## WORK REQUIRED
All records that follow are to be output exactly.

## PROVIDED MATERIAL
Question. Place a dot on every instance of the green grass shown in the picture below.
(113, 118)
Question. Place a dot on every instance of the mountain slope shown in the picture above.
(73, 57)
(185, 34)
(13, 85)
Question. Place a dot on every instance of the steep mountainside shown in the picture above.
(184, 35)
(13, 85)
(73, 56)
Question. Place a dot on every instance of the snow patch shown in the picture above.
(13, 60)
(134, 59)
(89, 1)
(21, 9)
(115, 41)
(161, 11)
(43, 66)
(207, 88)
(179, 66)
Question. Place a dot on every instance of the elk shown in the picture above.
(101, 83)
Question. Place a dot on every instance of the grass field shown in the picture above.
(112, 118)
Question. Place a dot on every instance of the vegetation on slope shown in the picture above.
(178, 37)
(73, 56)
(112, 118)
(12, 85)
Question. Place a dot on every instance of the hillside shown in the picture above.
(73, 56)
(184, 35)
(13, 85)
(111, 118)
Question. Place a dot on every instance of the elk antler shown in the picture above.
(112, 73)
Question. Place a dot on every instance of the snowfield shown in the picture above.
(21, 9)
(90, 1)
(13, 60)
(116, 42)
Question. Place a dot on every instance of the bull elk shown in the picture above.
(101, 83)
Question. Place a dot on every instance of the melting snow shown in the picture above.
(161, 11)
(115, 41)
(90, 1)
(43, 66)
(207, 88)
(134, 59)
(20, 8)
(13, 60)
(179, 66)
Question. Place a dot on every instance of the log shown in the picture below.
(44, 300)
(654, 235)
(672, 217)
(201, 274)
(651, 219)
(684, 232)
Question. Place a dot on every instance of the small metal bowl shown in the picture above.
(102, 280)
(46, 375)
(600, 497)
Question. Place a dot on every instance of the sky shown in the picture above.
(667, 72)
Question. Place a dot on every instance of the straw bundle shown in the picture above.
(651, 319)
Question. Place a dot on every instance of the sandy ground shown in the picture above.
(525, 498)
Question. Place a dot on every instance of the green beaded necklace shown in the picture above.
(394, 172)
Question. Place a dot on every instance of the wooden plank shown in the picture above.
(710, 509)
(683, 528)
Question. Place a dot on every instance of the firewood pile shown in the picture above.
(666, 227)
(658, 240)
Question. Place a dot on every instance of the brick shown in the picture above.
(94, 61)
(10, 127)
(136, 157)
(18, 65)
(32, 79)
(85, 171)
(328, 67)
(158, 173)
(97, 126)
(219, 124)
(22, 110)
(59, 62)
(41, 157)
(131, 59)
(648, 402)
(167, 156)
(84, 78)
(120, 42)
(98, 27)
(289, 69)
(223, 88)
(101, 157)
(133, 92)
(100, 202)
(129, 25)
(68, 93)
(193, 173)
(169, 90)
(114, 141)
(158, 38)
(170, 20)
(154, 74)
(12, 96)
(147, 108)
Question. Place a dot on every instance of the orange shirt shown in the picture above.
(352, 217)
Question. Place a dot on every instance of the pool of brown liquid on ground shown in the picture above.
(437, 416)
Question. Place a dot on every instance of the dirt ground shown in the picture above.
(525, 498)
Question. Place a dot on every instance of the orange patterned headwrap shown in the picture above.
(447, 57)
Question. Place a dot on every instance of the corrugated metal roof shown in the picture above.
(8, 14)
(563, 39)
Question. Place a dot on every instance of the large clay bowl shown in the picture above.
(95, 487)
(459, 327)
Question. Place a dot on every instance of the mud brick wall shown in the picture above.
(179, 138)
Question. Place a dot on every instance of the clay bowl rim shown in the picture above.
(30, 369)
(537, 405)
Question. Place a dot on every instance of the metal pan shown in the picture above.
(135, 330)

## RESPONSE
Question. Place a dot on every instance of the green grass shown in the picture below.
(113, 118)
Question. Place a dot on every instance of the mountain slope shown in the picture above.
(73, 57)
(185, 34)
(13, 85)
Question. Place a dot on every instance of the steep mountainside shown in the picture above.
(184, 35)
(13, 85)
(73, 56)
Question. Place a dot on every instance of the snow patch shown in the picture above.
(13, 60)
(134, 59)
(89, 1)
(21, 9)
(115, 41)
(161, 11)
(43, 66)
(207, 88)
(179, 66)
Question. Place a dot on every instance of the elk shown in the picture above.
(101, 83)
Question. Place a dot on every instance of the grass field shown in the picture above.
(112, 118)
Question. Place a dot on every instance of the vegetation on slope shown in the picture above.
(178, 37)
(73, 56)
(112, 118)
(12, 85)
Question. Place a dot on every instance of the hillside shown in the picture above.
(73, 56)
(184, 35)
(13, 85)
(111, 118)
Question. Place a dot on every instance of the elk antler shown in the picture above.
(112, 73)
Question. Place a dot on every instance of the snowfield shown in the picture above.
(21, 9)
(90, 1)
(13, 60)
(116, 42)
Question. Place a dot on every instance of the bull elk shown in the picture above.
(101, 83)
Question. Place a dot on every instance of the melting snow shown in the picture above.
(161, 11)
(115, 41)
(90, 1)
(43, 66)
(207, 88)
(134, 59)
(20, 8)
(13, 60)
(179, 66)
Question. Place a dot on every instance of the log shown in the picture below.
(44, 300)
(654, 235)
(672, 217)
(201, 274)
(651, 219)
(684, 232)
Question. Place a dot on every instance of the small metal bowl shown in the picture above.
(102, 280)
(46, 375)
(600, 497)
Question. Place a dot on every instance of the sky shown in the picture above.
(667, 72)
Question. Place a dot on every instance of the straw bundle shown in the picture above.
(651, 319)
Question. Place a dot on every instance of the sandy ground shown in the picture above.
(525, 498)
Question. Place a dot on every instance of the green beaded necklace shown in the picture above.
(394, 172)
Question. Place a dot on every instance of the wooden plank shown in the picture above.
(710, 509)
(683, 528)
Question. Place a dot on every instance of the firewood pile shown in the picture above.
(666, 227)
(658, 240)
Question. Place a dot on every instance of the brick shown in the picture above.
(94, 61)
(10, 127)
(136, 157)
(18, 65)
(32, 79)
(85, 171)
(328, 67)
(158, 173)
(97, 126)
(219, 124)
(22, 110)
(59, 62)
(41, 157)
(131, 59)
(648, 402)
(167, 156)
(84, 78)
(120, 42)
(98, 27)
(289, 69)
(223, 88)
(101, 157)
(133, 92)
(100, 202)
(129, 25)
(68, 93)
(193, 173)
(169, 90)
(114, 141)
(158, 38)
(170, 20)
(154, 74)
(12, 96)
(147, 108)
Question. Place a dot on every instance of the orange shirt shown in the picture above.
(352, 217)
Question. Place a dot on every instance of the pool of brown liquid on ground shown in the picture above.
(437, 416)
Question. Place a dot on every instance of the dirt ground shown in the picture above.
(525, 498)
Question. Place a dot on every instance of the orange patterned headwrap shown in the picture above.
(447, 57)
Question. Place a dot on every instance of the corrugated metal roof shown in the picture above.
(8, 14)
(563, 39)
Question. Place a dot on every instance of the large clay bowl shown in the picture above.
(95, 487)
(459, 327)
Question. Place a dot on every instance of the mud brick wall shown in the picture above.
(179, 138)
Question. Place a dot on every instance of the clay bowl rim shown in the picture above.
(30, 369)
(537, 405)
Question. Place a dot on every instance of the metal pan shown in the picture above.
(135, 330)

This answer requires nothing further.